**INPUT DATA:**

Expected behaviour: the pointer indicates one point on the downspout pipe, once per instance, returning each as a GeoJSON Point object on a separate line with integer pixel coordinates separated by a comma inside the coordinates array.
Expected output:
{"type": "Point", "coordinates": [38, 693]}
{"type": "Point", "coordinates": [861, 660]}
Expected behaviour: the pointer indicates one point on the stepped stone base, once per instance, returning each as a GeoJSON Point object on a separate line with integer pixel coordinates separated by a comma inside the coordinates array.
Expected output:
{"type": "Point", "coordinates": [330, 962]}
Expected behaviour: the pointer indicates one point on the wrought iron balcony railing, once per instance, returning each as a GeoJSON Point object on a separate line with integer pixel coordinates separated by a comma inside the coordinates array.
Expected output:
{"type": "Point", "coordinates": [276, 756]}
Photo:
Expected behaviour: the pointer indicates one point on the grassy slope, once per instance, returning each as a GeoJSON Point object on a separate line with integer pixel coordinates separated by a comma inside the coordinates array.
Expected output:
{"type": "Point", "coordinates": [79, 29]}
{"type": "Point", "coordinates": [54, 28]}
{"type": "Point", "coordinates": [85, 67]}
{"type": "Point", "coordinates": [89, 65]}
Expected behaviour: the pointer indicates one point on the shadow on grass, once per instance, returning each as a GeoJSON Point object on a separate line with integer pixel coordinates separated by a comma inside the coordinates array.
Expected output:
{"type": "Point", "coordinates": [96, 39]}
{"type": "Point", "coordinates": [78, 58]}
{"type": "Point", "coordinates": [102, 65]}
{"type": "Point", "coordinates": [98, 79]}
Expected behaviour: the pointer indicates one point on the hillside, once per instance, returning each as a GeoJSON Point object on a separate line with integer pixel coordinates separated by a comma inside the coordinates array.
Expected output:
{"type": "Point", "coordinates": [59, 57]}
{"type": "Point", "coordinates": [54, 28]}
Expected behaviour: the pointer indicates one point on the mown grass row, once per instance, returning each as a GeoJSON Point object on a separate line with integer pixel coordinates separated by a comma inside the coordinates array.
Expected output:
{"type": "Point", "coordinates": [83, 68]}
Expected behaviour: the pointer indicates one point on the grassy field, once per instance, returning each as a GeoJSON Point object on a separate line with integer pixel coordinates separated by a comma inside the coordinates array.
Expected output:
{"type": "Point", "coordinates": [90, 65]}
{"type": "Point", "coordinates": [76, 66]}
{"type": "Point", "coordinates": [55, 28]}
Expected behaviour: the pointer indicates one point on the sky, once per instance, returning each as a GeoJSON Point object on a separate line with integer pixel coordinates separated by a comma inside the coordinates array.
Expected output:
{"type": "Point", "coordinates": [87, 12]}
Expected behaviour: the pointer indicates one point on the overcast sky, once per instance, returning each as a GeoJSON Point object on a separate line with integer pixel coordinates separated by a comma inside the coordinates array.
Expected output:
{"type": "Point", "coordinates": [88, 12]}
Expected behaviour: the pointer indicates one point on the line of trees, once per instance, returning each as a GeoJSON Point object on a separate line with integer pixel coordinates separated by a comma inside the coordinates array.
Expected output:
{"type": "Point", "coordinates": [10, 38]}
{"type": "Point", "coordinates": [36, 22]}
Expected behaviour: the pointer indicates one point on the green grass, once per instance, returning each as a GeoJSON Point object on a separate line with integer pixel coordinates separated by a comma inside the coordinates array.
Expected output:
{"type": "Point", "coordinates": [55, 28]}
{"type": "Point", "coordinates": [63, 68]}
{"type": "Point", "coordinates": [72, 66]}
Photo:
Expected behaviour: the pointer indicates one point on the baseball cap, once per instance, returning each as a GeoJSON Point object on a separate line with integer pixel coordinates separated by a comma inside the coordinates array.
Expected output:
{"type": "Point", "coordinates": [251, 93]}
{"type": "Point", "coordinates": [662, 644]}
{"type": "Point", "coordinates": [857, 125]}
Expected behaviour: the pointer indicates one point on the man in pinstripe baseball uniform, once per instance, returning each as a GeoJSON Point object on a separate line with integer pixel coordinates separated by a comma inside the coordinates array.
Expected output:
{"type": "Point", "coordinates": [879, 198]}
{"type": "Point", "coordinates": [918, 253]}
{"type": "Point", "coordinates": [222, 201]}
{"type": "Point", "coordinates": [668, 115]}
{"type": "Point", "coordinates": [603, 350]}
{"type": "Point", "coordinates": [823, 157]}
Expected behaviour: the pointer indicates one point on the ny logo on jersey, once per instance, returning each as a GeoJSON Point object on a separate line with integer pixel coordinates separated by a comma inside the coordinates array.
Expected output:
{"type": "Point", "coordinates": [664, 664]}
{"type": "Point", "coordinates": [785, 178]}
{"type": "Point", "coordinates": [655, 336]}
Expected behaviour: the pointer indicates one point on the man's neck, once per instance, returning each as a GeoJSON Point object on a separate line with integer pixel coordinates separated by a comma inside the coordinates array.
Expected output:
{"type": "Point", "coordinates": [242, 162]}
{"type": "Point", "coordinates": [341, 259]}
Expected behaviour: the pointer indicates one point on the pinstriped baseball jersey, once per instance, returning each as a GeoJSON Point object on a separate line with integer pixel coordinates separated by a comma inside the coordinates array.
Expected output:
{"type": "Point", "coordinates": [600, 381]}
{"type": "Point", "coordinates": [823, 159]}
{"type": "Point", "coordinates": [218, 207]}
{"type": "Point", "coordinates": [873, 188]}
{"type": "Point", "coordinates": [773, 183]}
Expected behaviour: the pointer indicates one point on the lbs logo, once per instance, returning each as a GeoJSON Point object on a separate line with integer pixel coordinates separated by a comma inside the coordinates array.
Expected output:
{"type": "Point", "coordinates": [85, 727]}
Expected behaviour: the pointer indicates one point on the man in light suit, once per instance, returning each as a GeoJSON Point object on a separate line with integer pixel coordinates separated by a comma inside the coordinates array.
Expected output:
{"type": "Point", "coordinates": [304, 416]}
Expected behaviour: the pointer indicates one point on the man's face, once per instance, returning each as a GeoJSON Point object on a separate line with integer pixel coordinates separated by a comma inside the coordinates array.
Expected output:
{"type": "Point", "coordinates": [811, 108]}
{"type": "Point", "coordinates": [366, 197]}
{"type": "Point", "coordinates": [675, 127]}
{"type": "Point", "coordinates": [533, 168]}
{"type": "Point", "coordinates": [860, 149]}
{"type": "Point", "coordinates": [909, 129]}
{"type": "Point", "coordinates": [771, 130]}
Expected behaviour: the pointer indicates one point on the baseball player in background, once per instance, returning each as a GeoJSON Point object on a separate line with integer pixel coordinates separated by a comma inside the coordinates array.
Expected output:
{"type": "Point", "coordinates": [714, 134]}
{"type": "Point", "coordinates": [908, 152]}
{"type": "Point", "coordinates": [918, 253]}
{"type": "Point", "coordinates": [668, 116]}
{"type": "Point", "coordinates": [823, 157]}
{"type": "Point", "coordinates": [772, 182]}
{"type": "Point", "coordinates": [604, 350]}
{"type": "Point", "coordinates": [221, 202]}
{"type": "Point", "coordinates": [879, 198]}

**WHAT IS NEEDED:** In the entries above, how many lines include the word "logo"? Only the number should be given.

**ANSWER SECTION:** 2